→ **GOAL**:
Reproduce all of the records below line for line, changing nothing.

→ **Excerpts from a point labeling dataset**:
*****
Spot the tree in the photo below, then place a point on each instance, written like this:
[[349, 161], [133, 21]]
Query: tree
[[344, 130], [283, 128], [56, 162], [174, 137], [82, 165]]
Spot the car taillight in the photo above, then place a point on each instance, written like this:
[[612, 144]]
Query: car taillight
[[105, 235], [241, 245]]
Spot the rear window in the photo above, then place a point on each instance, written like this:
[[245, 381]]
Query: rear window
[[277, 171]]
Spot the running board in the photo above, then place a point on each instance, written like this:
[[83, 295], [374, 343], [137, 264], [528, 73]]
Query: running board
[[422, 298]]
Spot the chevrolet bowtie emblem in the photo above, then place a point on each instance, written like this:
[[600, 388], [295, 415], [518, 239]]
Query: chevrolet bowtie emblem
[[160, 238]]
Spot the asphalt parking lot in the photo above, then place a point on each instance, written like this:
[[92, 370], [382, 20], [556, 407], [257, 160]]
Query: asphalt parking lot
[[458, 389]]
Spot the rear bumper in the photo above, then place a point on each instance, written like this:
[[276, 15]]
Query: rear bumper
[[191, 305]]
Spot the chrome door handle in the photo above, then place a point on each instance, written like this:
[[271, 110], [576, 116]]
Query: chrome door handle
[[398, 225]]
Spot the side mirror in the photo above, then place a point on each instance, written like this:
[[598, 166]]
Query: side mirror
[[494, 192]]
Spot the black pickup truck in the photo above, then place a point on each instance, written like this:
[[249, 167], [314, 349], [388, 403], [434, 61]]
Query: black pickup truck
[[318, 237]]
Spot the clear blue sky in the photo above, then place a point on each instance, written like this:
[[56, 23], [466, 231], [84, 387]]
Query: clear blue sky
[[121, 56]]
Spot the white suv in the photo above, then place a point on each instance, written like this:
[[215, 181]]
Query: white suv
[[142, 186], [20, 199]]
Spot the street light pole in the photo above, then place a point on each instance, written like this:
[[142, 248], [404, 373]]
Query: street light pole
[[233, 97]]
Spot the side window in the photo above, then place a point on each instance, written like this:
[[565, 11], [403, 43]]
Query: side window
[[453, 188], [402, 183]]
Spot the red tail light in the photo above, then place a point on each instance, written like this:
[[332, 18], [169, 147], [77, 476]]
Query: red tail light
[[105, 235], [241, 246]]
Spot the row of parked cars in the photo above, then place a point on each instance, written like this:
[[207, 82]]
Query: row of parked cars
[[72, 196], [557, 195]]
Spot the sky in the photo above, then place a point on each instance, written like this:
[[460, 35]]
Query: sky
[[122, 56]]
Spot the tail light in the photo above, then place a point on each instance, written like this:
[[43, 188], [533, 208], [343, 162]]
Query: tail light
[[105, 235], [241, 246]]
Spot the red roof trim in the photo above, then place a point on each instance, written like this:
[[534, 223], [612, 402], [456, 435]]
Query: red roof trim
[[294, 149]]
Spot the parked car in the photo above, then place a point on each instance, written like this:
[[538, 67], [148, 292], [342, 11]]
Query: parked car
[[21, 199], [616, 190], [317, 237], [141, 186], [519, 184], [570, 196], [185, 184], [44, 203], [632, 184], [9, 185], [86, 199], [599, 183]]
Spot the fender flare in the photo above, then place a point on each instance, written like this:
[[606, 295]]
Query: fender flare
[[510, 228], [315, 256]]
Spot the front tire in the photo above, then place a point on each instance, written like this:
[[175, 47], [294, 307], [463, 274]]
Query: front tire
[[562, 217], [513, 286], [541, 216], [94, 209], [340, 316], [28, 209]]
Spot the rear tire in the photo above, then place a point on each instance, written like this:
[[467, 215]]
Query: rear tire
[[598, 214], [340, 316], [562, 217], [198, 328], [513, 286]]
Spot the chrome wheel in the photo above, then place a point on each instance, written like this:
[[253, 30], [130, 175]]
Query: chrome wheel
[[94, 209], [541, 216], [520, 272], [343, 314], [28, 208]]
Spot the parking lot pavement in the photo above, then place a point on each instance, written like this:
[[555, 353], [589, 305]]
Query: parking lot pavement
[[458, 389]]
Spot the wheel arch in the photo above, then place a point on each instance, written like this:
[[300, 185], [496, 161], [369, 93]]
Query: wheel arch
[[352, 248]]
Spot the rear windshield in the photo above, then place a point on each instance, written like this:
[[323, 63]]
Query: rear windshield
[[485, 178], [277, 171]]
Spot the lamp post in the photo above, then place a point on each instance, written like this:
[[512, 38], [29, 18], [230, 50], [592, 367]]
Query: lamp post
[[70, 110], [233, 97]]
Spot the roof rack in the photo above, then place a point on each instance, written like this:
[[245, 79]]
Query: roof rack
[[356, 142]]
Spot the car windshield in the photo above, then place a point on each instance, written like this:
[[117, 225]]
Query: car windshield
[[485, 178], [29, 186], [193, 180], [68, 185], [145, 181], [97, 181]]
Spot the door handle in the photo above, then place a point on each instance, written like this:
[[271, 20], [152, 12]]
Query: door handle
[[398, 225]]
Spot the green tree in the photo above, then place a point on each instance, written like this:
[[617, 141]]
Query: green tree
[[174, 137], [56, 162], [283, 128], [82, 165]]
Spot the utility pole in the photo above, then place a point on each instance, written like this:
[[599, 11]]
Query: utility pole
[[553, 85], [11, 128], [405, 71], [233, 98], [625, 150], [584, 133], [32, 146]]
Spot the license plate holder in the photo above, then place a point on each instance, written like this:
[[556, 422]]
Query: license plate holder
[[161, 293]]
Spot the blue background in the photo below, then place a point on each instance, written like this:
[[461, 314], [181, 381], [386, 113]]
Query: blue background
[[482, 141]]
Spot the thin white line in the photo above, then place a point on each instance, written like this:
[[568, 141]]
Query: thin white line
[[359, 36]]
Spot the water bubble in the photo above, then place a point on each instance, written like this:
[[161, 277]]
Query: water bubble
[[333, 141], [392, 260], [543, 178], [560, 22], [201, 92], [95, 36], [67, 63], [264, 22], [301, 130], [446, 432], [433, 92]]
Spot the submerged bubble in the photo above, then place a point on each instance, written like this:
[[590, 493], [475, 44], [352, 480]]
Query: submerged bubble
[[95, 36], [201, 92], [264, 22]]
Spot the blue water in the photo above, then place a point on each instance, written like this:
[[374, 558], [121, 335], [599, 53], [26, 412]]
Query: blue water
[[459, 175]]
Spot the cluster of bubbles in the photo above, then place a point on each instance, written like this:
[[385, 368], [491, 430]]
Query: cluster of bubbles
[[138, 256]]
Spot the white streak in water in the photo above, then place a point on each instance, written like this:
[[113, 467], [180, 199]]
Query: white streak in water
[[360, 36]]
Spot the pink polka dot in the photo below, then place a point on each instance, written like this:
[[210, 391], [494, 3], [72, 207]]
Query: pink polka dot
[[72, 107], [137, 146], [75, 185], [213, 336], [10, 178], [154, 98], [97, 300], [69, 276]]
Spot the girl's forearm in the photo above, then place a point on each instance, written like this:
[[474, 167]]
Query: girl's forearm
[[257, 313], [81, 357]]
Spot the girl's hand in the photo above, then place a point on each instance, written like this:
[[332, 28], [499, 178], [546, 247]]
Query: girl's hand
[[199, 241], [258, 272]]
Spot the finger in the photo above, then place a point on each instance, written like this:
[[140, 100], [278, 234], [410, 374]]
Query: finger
*****
→ **TASK SOLUTION**:
Spot the tree in the photo below, then place a point on each instance, written like this:
[[349, 161], [133, 21]]
Query: tree
[[344, 130], [283, 128], [56, 162], [174, 137], [82, 165]]
Spot the car taillight in the photo above, then place a point on each instance, written like this:
[[612, 144]]
Query: car taillight
[[105, 235], [241, 245]]
Spot the rear window in the photo above, then place a point on each instance, written like this:
[[245, 381]]
Query: rear window
[[277, 171]]
Spot the running board in the photo above, then place a point on each instance, written like this:
[[83, 295], [374, 343], [137, 264], [528, 73]]
Query: running board
[[422, 298]]
Spot the chevrolet bowtie emblem in the photo above, then place a point on each instance, written like this:
[[600, 388], [295, 415], [518, 239]]
Query: chevrolet bowtie emblem
[[160, 238]]
Spot the asphalt parking lot in the photo above, then place a point on each instance, written like this:
[[92, 370], [382, 20], [556, 407], [257, 160]]
Query: asphalt parking lot
[[458, 389]]
Spot the rear bumper in the photo above, then place a point on each instance, written like this:
[[276, 15]]
Query: rear bumper
[[191, 305]]
Spot the chrome door handle in the photo above, then place a point on each instance, written like this:
[[271, 110], [576, 116]]
Query: chrome door handle
[[398, 225]]
Spot the side mirror in the photo above, then place a point on each instance, written like this:
[[598, 166]]
Query: side mirror
[[494, 192]]
Spot the black pickup truck in the photo above, then place a point on each instance, written like this:
[[249, 167], [314, 349], [388, 403], [434, 61]]
Query: black pickup truck
[[318, 237]]
Spot the clear blue sky in the photo above, then place a point on each instance, written like this:
[[56, 23], [466, 231], [84, 387]]
Query: clear blue sky
[[121, 56]]
Spot the white suv in the photo above, then place a point on each instance, written like this:
[[215, 181]]
Query: white suv
[[142, 186], [20, 199]]
Spot the street light pole in the photo above, then place a point on each instance, written like this:
[[142, 248], [404, 373]]
Query: street light pole
[[233, 97]]
Spot the side window in the photo above, then place a point on each instance, written like this:
[[565, 11], [403, 43]]
Query: side window
[[453, 188], [402, 183]]
Spot the red tail light in the photo above, then place a point on each instance, written like this:
[[332, 18], [169, 147], [77, 476]]
Query: red tail light
[[105, 235], [241, 246]]
Spot the row of parked cars in the photo above, then place a point on each instance, written like this:
[[207, 82]]
Query: row of parked cars
[[72, 196], [557, 195]]
Spot the sky in the photo above, then place a point on each instance, written like this:
[[460, 35]]
Query: sky
[[122, 56]]
Spot the tail light in the photo above, then place a point on each instance, written like this:
[[43, 188], [533, 208], [343, 162]]
Query: tail light
[[105, 235], [241, 246]]
Spot the red roof trim in the photo above, then place a point on each instance, written like this:
[[534, 223], [612, 402], [456, 435]]
Query: red roof trim
[[294, 149]]
Spot the parked car in the photo above, then place a point on each instance, written like this:
[[538, 67], [148, 292], [342, 11]]
Query: parked car
[[21, 199], [616, 190], [317, 237], [141, 186], [519, 184], [570, 196], [185, 184], [44, 203], [632, 184], [9, 185], [86, 199], [599, 183]]
Spot the fender flare in the photo above, then place a point on each instance, written like this:
[[606, 295]]
Query: fender flare
[[510, 228], [315, 256]]
Spot the front tire in the photo above, then place a point on each instance, written like this:
[[175, 47], [294, 307], [463, 274]]
Query: front tire
[[562, 217], [513, 286], [541, 216], [94, 209], [340, 316], [28, 209]]
Spot the rear tire in the photo above, then place a point on each instance, written like this:
[[467, 215]]
Query: rear tire
[[598, 214], [340, 316], [562, 217], [198, 328], [513, 286]]
Spot the chrome wheel in the photo above, then place a point on each instance, written like this:
[[253, 30], [130, 175]]
Query: chrome wheel
[[94, 209], [541, 216], [520, 272], [343, 314], [28, 208]]
Spot the parking lot pavement in the photo above, then place a point on each instance, written like this:
[[555, 353], [589, 305]]
Query: parking lot pavement
[[458, 389]]
Spot the wheel arch in the photo above, then place a point on each instance, written like this:
[[300, 185], [496, 161], [369, 93]]
Query: wheel arch
[[352, 248]]
Spot the rear windshield in the photo above, then place a point on each instance, written like this:
[[323, 63]]
Query: rear windshield
[[485, 178], [277, 171]]
Spot the lamp post in the photo above, then place a point on each instance, written like this:
[[512, 38], [29, 18], [230, 50], [592, 367]]
Query: lamp post
[[70, 110], [233, 97]]
Spot the roof rack in the photo above, then place a point on each instance, written like this:
[[245, 79]]
Query: roof rack
[[356, 142]]
Spot the car windshield in the photo above, then place a point on each instance, written like this:
[[117, 225]]
Query: car windshield
[[485, 178], [29, 186], [193, 180], [68, 185], [145, 181], [97, 181]]
Spot the door handle in the photo above, then place a point on each instance, written like this:
[[271, 20], [152, 12]]
Query: door handle
[[398, 225]]
Spot the green tree in the photo above, then place a point on each instance, written like this:
[[617, 141]]
Query: green tree
[[174, 137], [56, 162], [283, 128], [82, 165]]
Spot the utility pole in the photo above, then place a point on each instance, written like this:
[[599, 11]]
Query: utility pole
[[553, 85], [11, 128], [405, 71], [233, 98], [625, 150], [584, 133], [32, 146]]
Spot the license plate holder in the photo above, then place a point on each instance, written like this:
[[556, 422]]
Query: license plate holder
[[161, 293]]
Spot the blue background in the photo below, then place a point on each instance, written like this:
[[461, 314], [181, 381], [386, 113]]
Query: blue background
[[482, 141]]
Spot the thin white line in the photo above, then place a point on each instance, written like this:
[[568, 141]]
Query: thin white line
[[359, 36]]
Spot the water bubble in the photo above, then place a point on each instance, written like this:
[[161, 277]]
Query: water bubble
[[333, 141], [392, 260], [543, 178], [560, 22], [201, 92], [95, 36], [67, 63], [264, 22], [301, 130], [446, 432], [433, 92]]
Spot the submerged bubble in the photo above, then place a point on each instance, written like this:
[[590, 493], [475, 44], [352, 480]]
Query: submerged bubble
[[95, 36], [201, 92], [264, 22]]
Spot the blue water in the photo above, then place a point on each instance, written like this:
[[374, 558], [121, 335], [599, 53], [26, 412]]
Query: blue water
[[459, 175]]
Spot the cluster of bubbles in the photo above, then place a point on each instance, written like this:
[[385, 368], [491, 430]]
Query: cluster of bubbles
[[138, 256]]
Spot the white streak in water in the photo above, then place a point on each instance, written like this:
[[113, 467], [180, 199]]
Query: white streak in water
[[360, 36]]
Spot the pink polka dot in the photo below, then place a point on each instance, written like this:
[[210, 391], [494, 3], [72, 207]]
Query: pink polka dot
[[72, 107], [137, 146], [75, 185], [213, 336], [10, 178], [154, 98], [97, 300], [69, 276]]
Spot the girl's forearm in the photo above, then place a point on each instance, written like this:
[[474, 167]]
Query: girl's forearm
[[257, 313], [81, 357]]
Spot the girl's hand in the photo above, then place a point on each instance, written like this:
[[332, 28], [499, 178], [546, 247]]
Query: girl's hand
[[199, 241], [258, 272]]
Spot the finger in the photo above, then place a point on each instance, written like this:
[[140, 100], [278, 234], [410, 374]]
Query: finger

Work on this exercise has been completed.